● WHAT TO WORK ON: Pull every line holding the string "road" from the records below.

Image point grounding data
------------------------------------------------

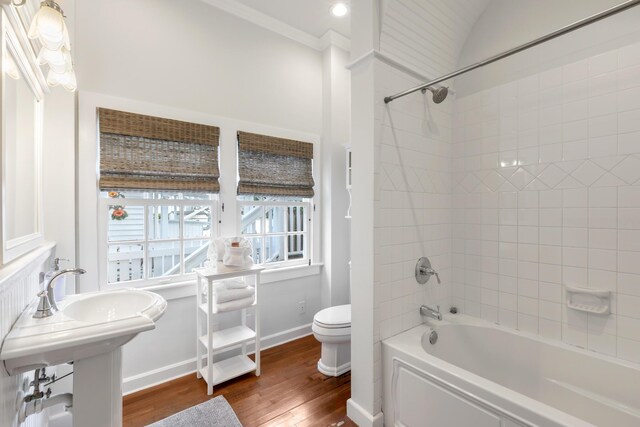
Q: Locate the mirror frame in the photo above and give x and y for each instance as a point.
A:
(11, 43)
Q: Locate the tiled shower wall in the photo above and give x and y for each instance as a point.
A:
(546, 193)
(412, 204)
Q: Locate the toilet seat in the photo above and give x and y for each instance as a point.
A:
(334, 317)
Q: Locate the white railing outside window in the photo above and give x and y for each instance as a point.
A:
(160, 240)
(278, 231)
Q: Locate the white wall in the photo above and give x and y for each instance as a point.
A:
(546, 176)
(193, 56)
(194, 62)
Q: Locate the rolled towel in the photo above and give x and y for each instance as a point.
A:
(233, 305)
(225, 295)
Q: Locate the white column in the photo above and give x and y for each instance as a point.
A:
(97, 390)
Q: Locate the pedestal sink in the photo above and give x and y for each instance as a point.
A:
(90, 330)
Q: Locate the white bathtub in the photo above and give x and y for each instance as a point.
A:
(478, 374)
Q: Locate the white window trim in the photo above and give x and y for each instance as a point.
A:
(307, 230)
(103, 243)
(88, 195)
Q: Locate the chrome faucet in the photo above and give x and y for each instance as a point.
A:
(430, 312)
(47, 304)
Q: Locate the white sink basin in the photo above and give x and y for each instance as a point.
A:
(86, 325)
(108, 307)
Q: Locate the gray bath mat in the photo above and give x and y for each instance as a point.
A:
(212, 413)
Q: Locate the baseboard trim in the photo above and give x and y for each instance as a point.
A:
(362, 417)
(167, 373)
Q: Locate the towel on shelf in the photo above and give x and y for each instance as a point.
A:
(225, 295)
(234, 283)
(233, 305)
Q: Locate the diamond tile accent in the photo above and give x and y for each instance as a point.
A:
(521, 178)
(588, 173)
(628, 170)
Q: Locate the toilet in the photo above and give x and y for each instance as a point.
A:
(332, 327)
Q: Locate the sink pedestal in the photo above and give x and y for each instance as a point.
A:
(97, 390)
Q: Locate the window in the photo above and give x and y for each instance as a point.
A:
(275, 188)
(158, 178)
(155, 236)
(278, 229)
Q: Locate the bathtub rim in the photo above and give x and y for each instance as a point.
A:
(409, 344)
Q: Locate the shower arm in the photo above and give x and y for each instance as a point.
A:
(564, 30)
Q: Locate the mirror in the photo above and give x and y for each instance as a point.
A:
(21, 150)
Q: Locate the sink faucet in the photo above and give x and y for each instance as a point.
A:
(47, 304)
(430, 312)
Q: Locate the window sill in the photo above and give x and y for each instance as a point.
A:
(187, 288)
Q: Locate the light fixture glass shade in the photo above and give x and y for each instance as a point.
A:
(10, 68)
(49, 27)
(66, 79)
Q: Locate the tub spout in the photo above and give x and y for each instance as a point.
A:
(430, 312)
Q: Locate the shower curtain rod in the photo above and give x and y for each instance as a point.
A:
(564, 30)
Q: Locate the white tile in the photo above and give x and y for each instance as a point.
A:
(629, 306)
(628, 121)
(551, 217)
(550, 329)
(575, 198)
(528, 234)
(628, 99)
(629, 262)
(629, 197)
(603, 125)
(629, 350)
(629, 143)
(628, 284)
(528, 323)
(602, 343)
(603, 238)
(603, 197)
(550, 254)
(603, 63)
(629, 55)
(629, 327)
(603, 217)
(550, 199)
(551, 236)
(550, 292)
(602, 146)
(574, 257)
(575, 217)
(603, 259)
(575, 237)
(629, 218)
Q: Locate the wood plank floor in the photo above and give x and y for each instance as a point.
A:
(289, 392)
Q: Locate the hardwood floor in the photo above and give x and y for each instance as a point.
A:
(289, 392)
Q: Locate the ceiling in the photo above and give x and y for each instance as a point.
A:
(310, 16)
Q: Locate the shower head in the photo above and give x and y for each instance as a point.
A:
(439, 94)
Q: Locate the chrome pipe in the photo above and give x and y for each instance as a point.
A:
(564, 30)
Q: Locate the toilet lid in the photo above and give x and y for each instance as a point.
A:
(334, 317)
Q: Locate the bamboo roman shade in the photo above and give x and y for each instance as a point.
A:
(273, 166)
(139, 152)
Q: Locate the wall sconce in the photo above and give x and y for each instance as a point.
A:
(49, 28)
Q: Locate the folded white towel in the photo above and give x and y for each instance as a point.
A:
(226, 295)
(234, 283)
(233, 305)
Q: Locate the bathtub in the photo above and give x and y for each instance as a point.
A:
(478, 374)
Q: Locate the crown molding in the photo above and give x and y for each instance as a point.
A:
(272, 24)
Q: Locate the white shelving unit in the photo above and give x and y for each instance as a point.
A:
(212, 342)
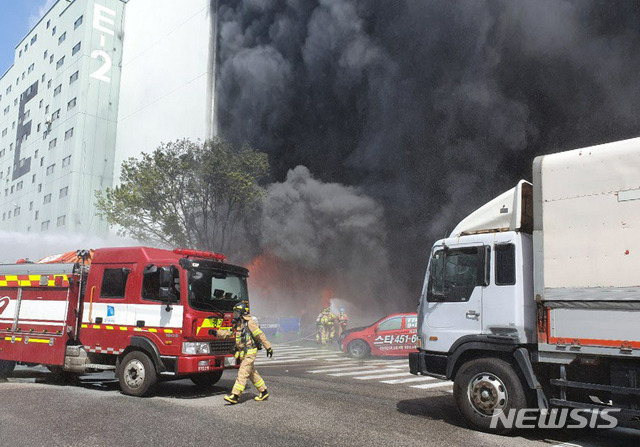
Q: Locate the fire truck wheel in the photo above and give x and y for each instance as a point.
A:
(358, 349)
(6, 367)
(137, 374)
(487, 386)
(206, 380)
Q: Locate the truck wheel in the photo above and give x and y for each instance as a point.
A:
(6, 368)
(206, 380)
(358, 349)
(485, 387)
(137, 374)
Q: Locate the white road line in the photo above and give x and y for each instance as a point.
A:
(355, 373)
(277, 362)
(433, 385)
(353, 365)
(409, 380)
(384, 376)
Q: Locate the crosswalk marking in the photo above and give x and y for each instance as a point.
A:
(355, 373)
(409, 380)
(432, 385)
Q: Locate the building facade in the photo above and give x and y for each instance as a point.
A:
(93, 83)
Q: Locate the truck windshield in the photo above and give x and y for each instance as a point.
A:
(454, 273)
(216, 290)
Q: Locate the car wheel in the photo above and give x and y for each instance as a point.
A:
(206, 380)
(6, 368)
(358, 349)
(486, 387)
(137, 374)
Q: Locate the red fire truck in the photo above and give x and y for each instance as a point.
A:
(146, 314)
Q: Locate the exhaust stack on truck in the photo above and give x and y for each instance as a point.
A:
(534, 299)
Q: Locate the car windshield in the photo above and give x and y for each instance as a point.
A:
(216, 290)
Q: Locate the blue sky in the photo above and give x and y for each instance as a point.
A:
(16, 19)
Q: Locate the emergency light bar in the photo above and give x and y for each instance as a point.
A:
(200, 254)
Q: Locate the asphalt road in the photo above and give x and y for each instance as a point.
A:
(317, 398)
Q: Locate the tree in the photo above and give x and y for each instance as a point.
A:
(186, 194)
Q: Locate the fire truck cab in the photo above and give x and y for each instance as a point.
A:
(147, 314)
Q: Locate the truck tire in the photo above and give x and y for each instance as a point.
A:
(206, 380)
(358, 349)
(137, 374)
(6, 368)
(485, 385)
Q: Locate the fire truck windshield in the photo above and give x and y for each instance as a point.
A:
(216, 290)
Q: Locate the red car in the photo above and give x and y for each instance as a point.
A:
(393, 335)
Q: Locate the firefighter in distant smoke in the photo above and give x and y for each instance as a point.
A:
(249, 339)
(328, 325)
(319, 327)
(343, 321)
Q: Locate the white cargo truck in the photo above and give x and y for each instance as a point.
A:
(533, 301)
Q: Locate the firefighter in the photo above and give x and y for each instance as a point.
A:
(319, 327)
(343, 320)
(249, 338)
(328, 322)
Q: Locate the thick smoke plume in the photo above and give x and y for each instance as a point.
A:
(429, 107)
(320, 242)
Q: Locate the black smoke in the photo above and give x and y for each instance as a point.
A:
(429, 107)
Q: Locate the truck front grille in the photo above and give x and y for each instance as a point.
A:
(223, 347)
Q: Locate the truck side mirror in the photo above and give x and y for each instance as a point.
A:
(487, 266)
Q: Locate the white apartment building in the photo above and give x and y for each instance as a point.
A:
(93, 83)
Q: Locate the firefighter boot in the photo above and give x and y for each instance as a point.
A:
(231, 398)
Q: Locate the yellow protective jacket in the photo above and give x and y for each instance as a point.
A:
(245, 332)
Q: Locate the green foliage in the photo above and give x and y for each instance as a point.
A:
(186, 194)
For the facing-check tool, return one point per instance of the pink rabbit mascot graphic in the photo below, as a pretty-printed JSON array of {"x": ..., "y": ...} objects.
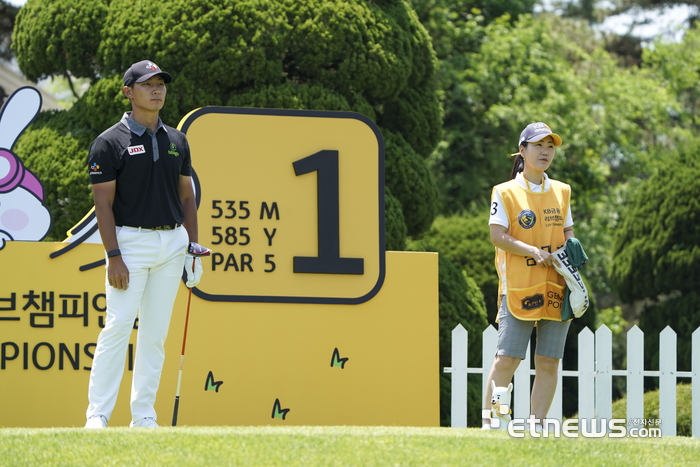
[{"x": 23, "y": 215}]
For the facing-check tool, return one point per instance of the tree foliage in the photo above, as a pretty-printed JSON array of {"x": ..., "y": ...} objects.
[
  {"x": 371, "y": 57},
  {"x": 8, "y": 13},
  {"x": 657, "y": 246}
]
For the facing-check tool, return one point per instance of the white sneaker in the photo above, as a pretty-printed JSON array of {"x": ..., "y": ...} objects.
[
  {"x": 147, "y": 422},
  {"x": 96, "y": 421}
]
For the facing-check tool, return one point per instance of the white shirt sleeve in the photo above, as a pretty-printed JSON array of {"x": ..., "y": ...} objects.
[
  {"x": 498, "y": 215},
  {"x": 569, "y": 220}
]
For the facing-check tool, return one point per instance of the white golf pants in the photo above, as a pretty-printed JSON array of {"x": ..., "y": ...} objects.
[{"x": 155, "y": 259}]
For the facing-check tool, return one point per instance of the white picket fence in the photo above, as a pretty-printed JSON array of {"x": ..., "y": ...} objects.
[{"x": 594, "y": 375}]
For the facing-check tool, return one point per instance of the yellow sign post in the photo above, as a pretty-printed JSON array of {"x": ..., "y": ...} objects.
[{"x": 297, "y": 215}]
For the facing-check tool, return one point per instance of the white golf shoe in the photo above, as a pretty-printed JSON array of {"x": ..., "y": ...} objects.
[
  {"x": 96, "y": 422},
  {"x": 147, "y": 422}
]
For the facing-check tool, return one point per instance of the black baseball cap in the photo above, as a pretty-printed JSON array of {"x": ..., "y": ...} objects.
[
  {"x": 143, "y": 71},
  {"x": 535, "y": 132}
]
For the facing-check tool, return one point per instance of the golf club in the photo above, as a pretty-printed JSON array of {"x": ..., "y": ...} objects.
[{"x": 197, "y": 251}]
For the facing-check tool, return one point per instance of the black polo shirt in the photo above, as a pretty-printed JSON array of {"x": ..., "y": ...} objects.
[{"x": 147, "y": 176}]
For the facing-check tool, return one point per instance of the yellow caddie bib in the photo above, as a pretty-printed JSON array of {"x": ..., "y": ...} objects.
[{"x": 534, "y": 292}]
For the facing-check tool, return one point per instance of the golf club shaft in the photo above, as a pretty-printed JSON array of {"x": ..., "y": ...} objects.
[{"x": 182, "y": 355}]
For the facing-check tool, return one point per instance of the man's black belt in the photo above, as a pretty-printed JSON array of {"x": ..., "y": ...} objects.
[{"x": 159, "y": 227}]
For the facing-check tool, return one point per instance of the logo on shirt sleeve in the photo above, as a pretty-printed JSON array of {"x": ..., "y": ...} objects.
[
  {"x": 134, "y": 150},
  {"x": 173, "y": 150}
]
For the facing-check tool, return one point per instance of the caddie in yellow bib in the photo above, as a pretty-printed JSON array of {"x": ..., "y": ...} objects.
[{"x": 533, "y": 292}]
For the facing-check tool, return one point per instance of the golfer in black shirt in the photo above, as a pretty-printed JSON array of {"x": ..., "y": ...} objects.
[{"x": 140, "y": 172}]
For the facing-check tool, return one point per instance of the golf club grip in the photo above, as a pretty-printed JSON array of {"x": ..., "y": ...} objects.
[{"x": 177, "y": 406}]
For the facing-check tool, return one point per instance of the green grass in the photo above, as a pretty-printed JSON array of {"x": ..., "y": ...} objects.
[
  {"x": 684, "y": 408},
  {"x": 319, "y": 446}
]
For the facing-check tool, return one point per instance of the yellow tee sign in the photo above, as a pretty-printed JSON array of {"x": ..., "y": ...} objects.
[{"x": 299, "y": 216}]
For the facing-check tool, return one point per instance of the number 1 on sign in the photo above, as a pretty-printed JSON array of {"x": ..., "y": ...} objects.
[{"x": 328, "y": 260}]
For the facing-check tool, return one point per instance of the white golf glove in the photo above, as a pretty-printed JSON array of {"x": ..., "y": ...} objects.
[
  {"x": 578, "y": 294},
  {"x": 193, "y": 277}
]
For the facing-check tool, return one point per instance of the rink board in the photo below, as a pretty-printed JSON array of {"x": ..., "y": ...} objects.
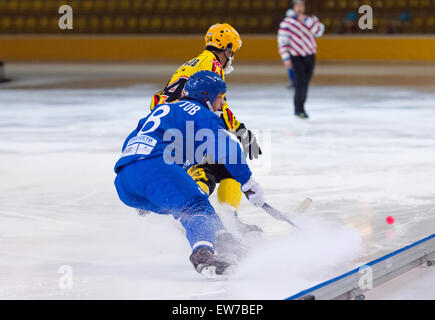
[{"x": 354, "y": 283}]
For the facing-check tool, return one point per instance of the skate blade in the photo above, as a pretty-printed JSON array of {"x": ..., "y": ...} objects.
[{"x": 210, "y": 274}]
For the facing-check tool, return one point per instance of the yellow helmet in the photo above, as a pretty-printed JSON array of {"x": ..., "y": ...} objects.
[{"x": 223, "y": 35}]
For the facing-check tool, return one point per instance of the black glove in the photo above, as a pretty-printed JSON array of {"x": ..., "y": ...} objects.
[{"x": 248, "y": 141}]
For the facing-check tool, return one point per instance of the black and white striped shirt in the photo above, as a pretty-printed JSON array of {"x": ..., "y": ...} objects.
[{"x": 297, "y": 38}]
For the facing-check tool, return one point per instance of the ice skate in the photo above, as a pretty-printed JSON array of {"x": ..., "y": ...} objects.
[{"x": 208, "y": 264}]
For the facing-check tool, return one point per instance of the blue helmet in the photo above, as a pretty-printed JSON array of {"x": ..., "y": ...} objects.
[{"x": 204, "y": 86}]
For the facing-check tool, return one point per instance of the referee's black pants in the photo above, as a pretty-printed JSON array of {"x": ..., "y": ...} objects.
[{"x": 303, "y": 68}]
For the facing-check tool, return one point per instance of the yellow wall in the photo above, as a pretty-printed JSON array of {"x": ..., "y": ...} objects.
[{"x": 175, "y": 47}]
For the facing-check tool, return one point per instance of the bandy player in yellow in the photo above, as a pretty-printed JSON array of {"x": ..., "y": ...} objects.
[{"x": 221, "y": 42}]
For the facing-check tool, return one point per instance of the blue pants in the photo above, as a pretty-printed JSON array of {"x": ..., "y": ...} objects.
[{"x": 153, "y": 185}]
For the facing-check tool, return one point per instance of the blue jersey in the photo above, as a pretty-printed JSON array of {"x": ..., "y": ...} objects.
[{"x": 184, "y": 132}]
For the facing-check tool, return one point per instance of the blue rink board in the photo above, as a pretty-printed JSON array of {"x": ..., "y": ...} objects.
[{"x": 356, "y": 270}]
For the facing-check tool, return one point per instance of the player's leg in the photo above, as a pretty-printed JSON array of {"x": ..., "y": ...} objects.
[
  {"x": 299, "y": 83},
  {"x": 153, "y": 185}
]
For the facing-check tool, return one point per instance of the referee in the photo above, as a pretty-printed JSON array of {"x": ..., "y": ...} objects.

------------------------------------------------

● SOLUTION BELOW:
Q: Locate the white road line in the photo above and give x and y for each instance as a point.
Q: Locate the asphalt road in the photo above and give x and y for each instance as a point.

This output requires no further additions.